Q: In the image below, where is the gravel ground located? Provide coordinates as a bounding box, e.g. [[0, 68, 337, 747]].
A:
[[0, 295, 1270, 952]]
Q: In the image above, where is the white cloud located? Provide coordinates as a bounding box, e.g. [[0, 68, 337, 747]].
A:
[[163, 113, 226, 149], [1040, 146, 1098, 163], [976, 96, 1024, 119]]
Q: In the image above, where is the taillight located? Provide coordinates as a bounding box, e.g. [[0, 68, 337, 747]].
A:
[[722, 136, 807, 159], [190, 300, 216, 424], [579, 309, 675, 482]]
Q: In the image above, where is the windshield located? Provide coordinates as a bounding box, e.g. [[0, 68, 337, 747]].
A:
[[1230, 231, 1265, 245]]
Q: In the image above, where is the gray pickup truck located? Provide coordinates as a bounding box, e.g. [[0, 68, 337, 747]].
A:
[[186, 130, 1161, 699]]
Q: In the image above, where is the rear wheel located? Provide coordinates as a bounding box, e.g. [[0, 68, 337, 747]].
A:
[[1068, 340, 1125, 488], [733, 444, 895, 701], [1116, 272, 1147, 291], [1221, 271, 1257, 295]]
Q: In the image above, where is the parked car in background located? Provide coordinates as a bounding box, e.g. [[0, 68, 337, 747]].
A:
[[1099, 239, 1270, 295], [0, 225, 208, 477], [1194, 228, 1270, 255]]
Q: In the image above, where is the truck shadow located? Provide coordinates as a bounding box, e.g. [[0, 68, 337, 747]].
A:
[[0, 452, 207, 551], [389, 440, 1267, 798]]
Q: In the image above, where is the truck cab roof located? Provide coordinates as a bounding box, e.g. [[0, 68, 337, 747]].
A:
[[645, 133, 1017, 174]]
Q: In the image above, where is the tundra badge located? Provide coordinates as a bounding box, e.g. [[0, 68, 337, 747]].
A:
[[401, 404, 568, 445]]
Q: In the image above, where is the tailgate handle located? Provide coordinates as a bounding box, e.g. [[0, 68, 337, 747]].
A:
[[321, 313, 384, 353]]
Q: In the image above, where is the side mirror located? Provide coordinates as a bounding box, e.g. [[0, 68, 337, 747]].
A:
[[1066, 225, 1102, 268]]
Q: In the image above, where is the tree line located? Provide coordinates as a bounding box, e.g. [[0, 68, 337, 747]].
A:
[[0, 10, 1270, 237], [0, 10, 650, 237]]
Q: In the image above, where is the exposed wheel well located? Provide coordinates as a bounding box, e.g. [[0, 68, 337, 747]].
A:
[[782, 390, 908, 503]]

□ □ □

Reproduce all of the data above, line for line, with no changes.

Q: In the image below, where is the gravel ground located? Provide coordinates as a bounding box, e.g. [[0, 68, 337, 747]].
A:
[[0, 295, 1270, 952]]
Q: In the image above, where is the white cloud located? Provide coordinates as a bounding box, e.g. [[0, 68, 337, 747]].
A:
[[163, 113, 226, 149], [1040, 146, 1098, 163], [976, 96, 1024, 119]]
Q: In the image above, where is the taillight located? Provide coordinates as a bounding box, e.g. [[0, 68, 337, 747]].
A:
[[722, 136, 807, 159], [190, 300, 216, 424], [579, 309, 675, 482]]
Q: In the image above, where is the windshield located? Provide coordinates as a bounding box, e.g. [[0, 68, 337, 747]].
A:
[[1230, 231, 1265, 245]]
Q: In the image above, where is the gray pickup truck located? Provide coordinates as a bounding box, e.g. [[0, 68, 337, 747]].
A:
[[186, 130, 1161, 699]]
Q: In the image above, where is the rear wheel located? Provide coordinates as a bounding box, e.g. [[0, 68, 337, 747]].
A:
[[1068, 340, 1125, 488], [733, 444, 895, 701], [1116, 272, 1147, 291], [1221, 271, 1257, 295]]
Q: In the image above, where is the parked car in background located? Provide coordinates as a bounding box, e.g. [[0, 68, 337, 747]].
A:
[[1099, 239, 1270, 295], [0, 225, 208, 477], [1194, 228, 1270, 255]]
Q: In the image above, where is the truck shadow located? Provide coordinates as a bounding box, e.g. [[0, 68, 337, 747]].
A:
[[0, 452, 207, 551], [389, 440, 1267, 798]]
Q: In the image above, where is the truck cab roof located? Provide coordinates as a bounding box, e.g. [[0, 68, 337, 747]].
A:
[[645, 133, 1017, 174]]
Q: In the image above, where is the tundra badge located? Provide coordinates as a bounding box, e.g. [[0, 68, 337, 747]].
A:
[[401, 404, 568, 445]]
Q: In the image above, where is the tailgate handle located? Provide coordinates as a bounding box, e.g. [[0, 68, 337, 747]].
A:
[[321, 313, 384, 353]]
Q: In the image above, where is the side mirror located? Provide coordinates as a bounding box, e.g. [[0, 68, 337, 747]].
A:
[[1066, 225, 1102, 268]]
Q: In the image above, where is the tree line located? Provide coordinates as a bounding box, e.g. [[0, 68, 337, 747]].
A:
[[0, 10, 1270, 237], [0, 10, 650, 237]]
Q: In the image above, where is the exposed wheel well located? Provide coordinates as a bounding box, e.g. [[0, 68, 337, 747]].
A:
[[782, 390, 908, 503]]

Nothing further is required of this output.